§ EXERCISE TEXT:
╔══

When the war kicked off, Pilecki used his cavalry unit to support the Polish infantry. But after the division he was attached to was defeated in the first few days of battle, he broke off and worked in support of a range of other units for as long as he could. From this vantage point he witnessed the fall of Warsaw, the rise of the Polish government-in-exile in Paris, and the invasion of his nation by the Soviets as well as the Nazis. Eventually the Polish military was forced to capitulate and Pilecki’s unit was disbanded.
That did not mean the end of his fight. Instead, he moved underground alongside many of Poland’s surviving troops and became one of the founding members of the Secret Polish Army. Far more than a foot soldier, Pilecki immediately assumed a leadership role, overseeing the organization’s expansion into several of Poland’s major cities. Leading a double life as the manager of a cosmetics warehouse, he served in senior roles across the Secret Polish Army and worked hard to ensure the group did not take on too overtly a Christian, anti-Semitic, or nationalist tone, so as not to alienate what allies it had.
Before long, Pilecki found a group that fit more closely with his own vision of what a successful resistance had to be: the Union of Armed Struggle. This resistance organization counted equal rights for Jews, a mission to document Nazi atrocities, and a responsibility to get information to the Allied Powers among its critical objectives. After some work to convince his colleagues in the Secret Polish Army, Pilecki was able to merge the two organizations.
As he did, the resistance became aware of a new threat to investigate: a facility of some kind that had cropped up near the town of Oświęcim. The resistance knew its name, Auschwitz, and knew it was a place from which people did not return, but they did not know its purpose. They figured it was some sort of prison or POW camp, and they needed somebody to infiltrate it.
According to Pilecki’s own later statements, he had been chosen for the job as a kind of punishment for refusing to support a Secret Polish Army leader’s attempts to push the group toward ultranationalism. He agreed to take the job anyway. His mission: get arrested by the Nazis, try not to get killed, get taken to Auschwitz, figure out exactly what was going on inside, and then find a way out.

╚══

§ BRIEF 1: State whether each statement below agrees with the passage on Pilecki. Answer yes or no, and quote the deciding words of the passage. (a) Pilecki worked as the manager of a cosmetics warehouse. (b) From the start, the resistance knew the purpose of Auschwitz. (c) Pilecki failed to merge the Secret Polish Army with the Union of Armed Struggle.
§ BRIEF 2: Revise the passage on Pilecki from "According to Pilecki’s" to "find a way out.", replacing "ultranationalism" with "extremism".
§ BRIEF 3: According to the passage on Pilecki, near which town had the facility called Auschwitz appeared?

§ THE DATA:
╔══

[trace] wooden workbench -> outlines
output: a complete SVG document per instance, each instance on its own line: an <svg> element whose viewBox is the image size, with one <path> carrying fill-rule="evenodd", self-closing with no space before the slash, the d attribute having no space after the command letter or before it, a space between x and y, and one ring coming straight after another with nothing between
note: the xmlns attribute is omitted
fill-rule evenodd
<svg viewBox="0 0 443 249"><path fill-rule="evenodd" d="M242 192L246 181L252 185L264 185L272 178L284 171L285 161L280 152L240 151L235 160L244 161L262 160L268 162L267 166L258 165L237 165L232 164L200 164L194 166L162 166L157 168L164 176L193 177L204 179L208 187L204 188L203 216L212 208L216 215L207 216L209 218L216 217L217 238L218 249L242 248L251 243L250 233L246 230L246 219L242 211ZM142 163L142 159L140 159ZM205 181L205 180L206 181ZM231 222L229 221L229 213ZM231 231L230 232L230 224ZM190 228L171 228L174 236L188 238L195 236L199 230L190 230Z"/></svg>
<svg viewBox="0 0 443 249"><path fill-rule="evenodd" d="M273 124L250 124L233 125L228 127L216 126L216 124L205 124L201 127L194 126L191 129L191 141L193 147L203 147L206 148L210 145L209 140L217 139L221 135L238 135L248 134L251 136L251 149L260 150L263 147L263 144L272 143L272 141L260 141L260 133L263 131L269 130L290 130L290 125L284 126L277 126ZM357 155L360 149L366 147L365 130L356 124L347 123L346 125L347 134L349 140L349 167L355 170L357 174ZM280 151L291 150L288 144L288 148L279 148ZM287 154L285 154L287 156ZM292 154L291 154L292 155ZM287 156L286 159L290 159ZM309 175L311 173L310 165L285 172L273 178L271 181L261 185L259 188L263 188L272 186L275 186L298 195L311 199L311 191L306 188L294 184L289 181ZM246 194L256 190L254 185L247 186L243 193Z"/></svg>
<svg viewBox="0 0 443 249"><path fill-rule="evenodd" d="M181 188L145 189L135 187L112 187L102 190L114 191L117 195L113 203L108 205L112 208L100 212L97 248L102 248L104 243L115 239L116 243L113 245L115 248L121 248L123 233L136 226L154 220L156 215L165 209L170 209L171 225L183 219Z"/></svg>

╚══

§ TASK RESPONSE 1:
(a) Yes: "Leading a double life as the manager of a cosmetics warehouse"
(b) No: "but they did not know its purpose"
(c) No: "Pilecki was able to merge the two organizations"

§ TASK RESPONSE 2:
According to Pilecki’s own later statements, he had been chosen for the job as a kind of punishment for refusing to support a Secret Polish Army leader’s attempts to push the group toward extremism. He agreed to take the job anyway. His mission: get arrested by the Nazis, try not to get killed, get taken to Auschwitz, figure out exactly what was going on inside, and then find a way out.

§ TASK RESPONSE 3: It had appeared near the town of Oświęcim.